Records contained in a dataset
********************

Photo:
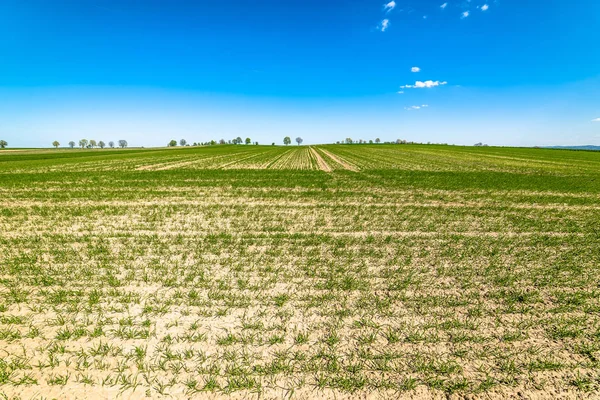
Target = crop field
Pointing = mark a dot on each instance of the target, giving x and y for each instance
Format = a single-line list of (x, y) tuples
[(337, 271)]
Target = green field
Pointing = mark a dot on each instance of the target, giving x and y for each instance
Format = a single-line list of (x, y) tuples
[(342, 271)]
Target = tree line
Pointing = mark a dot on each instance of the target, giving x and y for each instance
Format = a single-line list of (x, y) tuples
[(91, 144), (238, 140)]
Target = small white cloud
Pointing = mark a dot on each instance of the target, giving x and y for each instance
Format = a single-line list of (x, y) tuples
[(422, 85), (384, 25), (389, 6)]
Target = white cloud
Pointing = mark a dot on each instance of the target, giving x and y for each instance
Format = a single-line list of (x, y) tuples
[(389, 6), (416, 107), (422, 85), (384, 25)]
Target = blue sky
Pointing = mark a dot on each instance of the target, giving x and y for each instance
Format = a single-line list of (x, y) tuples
[(504, 72)]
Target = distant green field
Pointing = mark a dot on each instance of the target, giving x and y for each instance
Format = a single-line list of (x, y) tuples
[(337, 271)]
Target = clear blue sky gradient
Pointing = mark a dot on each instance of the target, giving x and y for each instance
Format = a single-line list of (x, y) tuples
[(520, 72)]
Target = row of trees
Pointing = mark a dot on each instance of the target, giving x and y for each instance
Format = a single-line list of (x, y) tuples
[(90, 144), (287, 140), (360, 141)]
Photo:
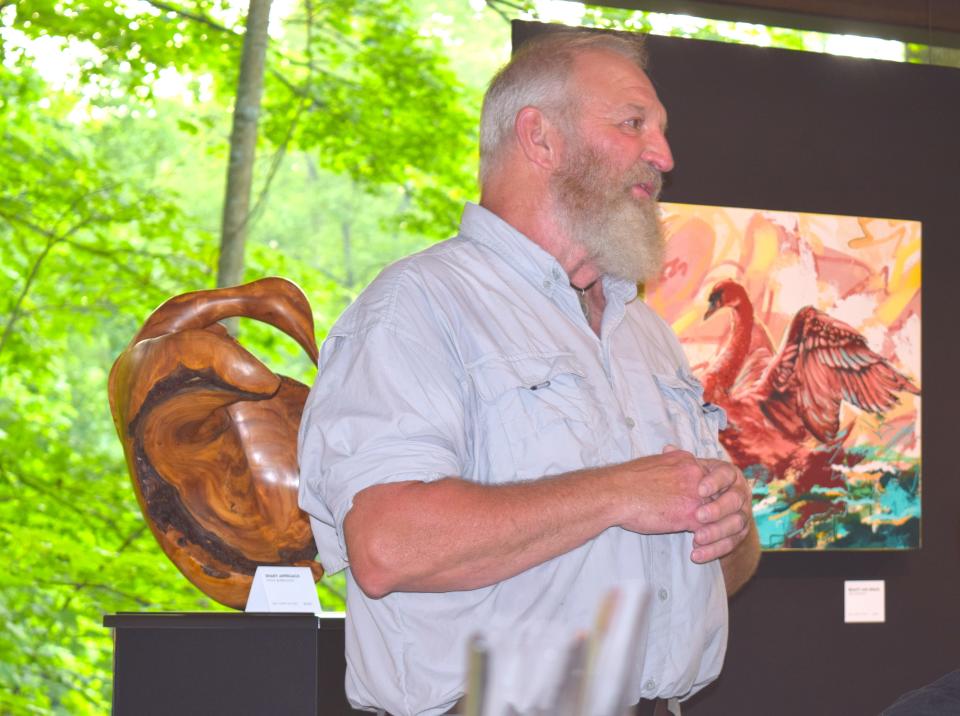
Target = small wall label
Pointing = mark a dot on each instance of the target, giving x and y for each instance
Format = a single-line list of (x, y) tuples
[(864, 601)]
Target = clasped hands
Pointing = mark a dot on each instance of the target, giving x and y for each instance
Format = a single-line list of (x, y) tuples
[(677, 491)]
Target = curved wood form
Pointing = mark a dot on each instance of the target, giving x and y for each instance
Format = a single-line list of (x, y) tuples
[(210, 436)]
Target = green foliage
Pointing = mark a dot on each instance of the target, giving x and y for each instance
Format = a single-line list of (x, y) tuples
[(110, 196)]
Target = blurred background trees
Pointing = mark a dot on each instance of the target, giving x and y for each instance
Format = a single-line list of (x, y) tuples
[(115, 118)]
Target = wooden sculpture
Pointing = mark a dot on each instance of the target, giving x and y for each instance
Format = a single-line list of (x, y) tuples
[(209, 434)]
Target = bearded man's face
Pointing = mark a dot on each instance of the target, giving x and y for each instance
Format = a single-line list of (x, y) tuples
[(600, 210)]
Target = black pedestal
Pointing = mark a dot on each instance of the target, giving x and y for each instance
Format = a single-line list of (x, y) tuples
[(224, 663)]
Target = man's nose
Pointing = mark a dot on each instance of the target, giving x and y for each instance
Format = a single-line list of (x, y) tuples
[(657, 153)]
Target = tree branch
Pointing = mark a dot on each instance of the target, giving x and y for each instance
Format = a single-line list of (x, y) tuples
[(196, 17)]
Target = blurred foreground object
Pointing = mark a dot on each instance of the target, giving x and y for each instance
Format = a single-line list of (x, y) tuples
[(210, 436)]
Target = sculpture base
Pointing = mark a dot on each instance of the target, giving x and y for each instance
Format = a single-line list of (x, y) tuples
[(227, 663)]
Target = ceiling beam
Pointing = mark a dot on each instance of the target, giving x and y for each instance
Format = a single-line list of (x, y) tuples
[(929, 22)]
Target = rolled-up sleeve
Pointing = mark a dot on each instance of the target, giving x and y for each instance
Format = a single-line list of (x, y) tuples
[(385, 408)]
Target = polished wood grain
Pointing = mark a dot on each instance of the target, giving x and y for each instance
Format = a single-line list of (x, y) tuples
[(209, 434)]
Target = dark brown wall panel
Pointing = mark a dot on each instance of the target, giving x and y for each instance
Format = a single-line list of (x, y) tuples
[(777, 129)]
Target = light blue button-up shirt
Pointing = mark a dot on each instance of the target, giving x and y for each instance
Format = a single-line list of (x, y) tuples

********************

EXERCISE BRIEF >> In the listing above, find the line with "Target = black pedestal" and set down that line and all after it exactly, through the final line.

OUTPUT FOR THIS TASK >>
Target = black pedestal
Pointing = mark a dot on each instance of the target, giving x and y for each instance
Format = a single-line list of (x, y) tuples
[(224, 663)]
Target = man's nose
Pointing = mark a dot on each instance of the target, giving x and y for each instance
Format = a single-line list of (x, y) tuples
[(657, 153)]
Target = tree branch
Pointing = mark a dot on each instance of the target, giving x and y for each instance
Format = a single-line list of (x, y) tuples
[(196, 17)]
Target = blurred foreground object
Pointing = mark a dot on each instance of the target, giving x and y for each instance
Format = a single-line list of (x, y) tuples
[(210, 436)]
Target = sculpture base
Pointing = mark a dot on each instance of the target, giving x and y for each instance
Format = a single-line list of (x, y) tuples
[(227, 663)]
Target = ceiling beam
Pointing = mark a dot on each instance of the target, giving x and y for each instance
Format = a single-line list of (x, y) tuples
[(929, 22)]
Target = rolled-up sleeve
Pointing = mark a dot on each instance of the target, giving x and y for each instance
Format = a single-line list of (x, y) tuples
[(385, 408)]
Target = polished wood grain
Pointing = mark a dot on each instance of the target, giving x and y for each instance
Format = a single-line list of (x, y) tuples
[(209, 434)]
Target = dark brown wall panel
Pointing = mark a dot on each instance of the target, giving x and y for each instance
Format = a single-line list of (x, y) tuples
[(777, 129)]
Target = light blue button-up shirt
Pointing = mark a dot on each instance of the target, giving x and y for each instance
Format = a single-line list of (x, y) tuples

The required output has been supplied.